▸ Problem requirements: In the news report on the Teaneck house fire below, reproduce word for word the part that opens with the words containing "TEANECK, N.J. (AP)" and closes with "Lt. Norman Levine.".

▸ Passage to read:
━━━━
Four New Jersey Children Killed in House Fire

March 22, 2005
Fire department responded to report hours earlier but could find nothing.
TEANECK, N.J. (AP) - Hours after firefighters responding to a report of smoke could find nothing wrong, a house erupted in flames early Tuesday morning, killing four children and critically injuring their mother.

Two other children were rescued by a neighbor who propped a ladder against the burning home.

The dead children were Ari Seidenfeld, 15; his brothers, Noah, 6; and Natan, 4; and a 5-year-old sister, Adira, said police Lt. Norman Levine.

Fire Chief John Bauer said the fire department got a call from the house at 8:30 p.m. Monday reporting smoke in the basement of three-story brick Tudor.

''On our arrival, there was no smoke,'' he said. ''We spent over a half-hour checking the house. We couldn't find anything wrong with the house. We checked all the electrical devices.''

Five hours later, the family's nanny, Betty Mbaza, 37, was asleep on a couch on the first floor when she awoke to heavy smoke, Levine said.

''She woke up and yelled up to the mother,'' Levine said. ''Apparently they couldn't make it down the stairs. They tried to get out the windows, but only a few of them made it.''

Mbaza then ran outside to a neighbor's house, where she called 911 on her cell phone. That call was received at 1:43 a.m., followed almost immediately by three other 911 calls from neighbors frantically reporting the fire.
━━━━
▸ Available data:
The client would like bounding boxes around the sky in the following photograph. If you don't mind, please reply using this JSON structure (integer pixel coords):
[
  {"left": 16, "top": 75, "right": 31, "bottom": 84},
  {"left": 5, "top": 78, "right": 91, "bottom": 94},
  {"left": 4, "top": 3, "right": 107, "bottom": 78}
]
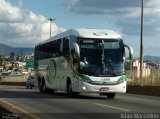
[{"left": 0, "top": 0, "right": 160, "bottom": 57}]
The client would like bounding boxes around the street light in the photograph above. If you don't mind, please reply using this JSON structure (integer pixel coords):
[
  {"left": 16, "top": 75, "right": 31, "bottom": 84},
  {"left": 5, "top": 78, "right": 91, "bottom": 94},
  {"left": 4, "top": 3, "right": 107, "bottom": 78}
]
[
  {"left": 140, "top": 0, "right": 144, "bottom": 86},
  {"left": 47, "top": 18, "right": 56, "bottom": 38}
]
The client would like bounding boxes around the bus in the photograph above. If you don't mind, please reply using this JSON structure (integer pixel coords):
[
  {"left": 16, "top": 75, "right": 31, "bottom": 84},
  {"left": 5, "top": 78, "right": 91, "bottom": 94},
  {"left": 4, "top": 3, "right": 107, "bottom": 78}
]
[{"left": 34, "top": 28, "right": 133, "bottom": 98}]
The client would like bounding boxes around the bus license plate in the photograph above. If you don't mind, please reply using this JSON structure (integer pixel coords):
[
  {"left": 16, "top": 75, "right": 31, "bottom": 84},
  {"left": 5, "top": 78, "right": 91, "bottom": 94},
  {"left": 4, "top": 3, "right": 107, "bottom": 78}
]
[{"left": 99, "top": 87, "right": 109, "bottom": 91}]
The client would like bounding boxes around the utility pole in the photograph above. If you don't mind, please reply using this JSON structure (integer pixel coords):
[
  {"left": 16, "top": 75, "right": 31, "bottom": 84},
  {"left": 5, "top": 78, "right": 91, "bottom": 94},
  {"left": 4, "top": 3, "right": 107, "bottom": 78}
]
[
  {"left": 47, "top": 18, "right": 56, "bottom": 38},
  {"left": 140, "top": 0, "right": 144, "bottom": 86}
]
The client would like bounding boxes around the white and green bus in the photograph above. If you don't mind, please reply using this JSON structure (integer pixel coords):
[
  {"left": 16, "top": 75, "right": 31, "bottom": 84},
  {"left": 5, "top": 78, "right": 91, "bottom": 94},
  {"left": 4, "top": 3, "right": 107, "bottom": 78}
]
[{"left": 35, "top": 29, "right": 133, "bottom": 98}]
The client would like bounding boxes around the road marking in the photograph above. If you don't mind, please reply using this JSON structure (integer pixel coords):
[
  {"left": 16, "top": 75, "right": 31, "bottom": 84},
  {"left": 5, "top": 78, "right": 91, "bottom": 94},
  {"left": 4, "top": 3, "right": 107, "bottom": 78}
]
[{"left": 94, "top": 103, "right": 131, "bottom": 112}]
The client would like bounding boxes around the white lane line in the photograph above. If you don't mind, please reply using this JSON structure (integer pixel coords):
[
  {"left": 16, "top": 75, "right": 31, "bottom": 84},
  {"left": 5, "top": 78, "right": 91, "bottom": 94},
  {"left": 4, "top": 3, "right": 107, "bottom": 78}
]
[{"left": 94, "top": 103, "right": 131, "bottom": 112}]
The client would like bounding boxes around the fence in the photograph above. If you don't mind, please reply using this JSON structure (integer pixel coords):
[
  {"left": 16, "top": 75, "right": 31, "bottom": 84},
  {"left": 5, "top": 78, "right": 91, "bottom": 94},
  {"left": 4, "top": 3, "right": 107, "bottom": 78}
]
[{"left": 127, "top": 68, "right": 160, "bottom": 86}]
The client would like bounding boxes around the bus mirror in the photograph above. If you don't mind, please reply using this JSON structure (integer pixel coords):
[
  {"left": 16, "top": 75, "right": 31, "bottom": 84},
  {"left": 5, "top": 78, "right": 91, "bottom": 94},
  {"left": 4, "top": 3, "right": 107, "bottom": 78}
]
[
  {"left": 124, "top": 44, "right": 134, "bottom": 60},
  {"left": 73, "top": 43, "right": 80, "bottom": 58}
]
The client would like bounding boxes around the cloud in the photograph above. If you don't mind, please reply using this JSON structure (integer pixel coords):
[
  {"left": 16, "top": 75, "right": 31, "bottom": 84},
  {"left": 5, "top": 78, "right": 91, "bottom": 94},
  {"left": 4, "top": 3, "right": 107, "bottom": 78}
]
[
  {"left": 65, "top": 0, "right": 160, "bottom": 55},
  {"left": 0, "top": 0, "right": 65, "bottom": 47}
]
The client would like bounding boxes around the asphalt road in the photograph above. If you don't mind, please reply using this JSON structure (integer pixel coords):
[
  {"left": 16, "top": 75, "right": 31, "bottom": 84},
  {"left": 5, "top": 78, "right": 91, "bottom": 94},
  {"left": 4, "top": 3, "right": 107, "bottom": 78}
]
[{"left": 0, "top": 85, "right": 160, "bottom": 119}]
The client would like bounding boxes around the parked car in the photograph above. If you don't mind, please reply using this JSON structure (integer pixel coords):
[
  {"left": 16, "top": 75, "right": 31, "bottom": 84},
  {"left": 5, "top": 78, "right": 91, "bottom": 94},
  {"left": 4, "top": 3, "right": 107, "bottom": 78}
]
[{"left": 26, "top": 76, "right": 35, "bottom": 89}]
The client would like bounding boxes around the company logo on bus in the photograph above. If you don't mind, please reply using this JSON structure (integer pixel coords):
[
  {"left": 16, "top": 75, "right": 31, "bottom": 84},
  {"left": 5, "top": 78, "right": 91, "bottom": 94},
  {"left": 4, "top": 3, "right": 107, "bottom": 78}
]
[{"left": 93, "top": 32, "right": 108, "bottom": 36}]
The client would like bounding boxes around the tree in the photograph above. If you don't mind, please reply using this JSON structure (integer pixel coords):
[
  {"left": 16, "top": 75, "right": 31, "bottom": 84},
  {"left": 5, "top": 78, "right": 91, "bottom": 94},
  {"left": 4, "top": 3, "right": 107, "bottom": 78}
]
[{"left": 10, "top": 52, "right": 16, "bottom": 61}]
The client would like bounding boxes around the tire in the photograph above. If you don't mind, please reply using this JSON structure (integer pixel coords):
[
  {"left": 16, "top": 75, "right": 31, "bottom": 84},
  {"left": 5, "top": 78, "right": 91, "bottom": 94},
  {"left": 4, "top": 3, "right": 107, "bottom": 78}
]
[{"left": 107, "top": 93, "right": 116, "bottom": 99}]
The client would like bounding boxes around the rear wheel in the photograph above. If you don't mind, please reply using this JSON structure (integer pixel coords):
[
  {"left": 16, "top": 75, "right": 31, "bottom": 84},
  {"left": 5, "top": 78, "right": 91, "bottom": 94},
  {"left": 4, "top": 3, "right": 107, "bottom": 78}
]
[{"left": 107, "top": 93, "right": 116, "bottom": 99}]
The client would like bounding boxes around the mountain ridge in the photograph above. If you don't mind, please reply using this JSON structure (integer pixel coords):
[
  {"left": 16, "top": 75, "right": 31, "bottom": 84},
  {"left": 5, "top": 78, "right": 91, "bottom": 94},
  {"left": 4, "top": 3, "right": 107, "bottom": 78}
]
━━━━
▸ Solution for this task:
TEANECK, N.J. (AP) - Hours after firefighters responding to a report of smoke could find nothing wrong, a house erupted in flames early Tuesday morning, killing four children and critically injuring their mother.

Two other children were rescued by a neighbor who propped a ladder against the burning home.

The dead children were Ari Seidenfeld, 15; his brothers, Noah, 6; and Natan, 4; and a 5-year-old sister, Adira, said police Lt. Norman Levine.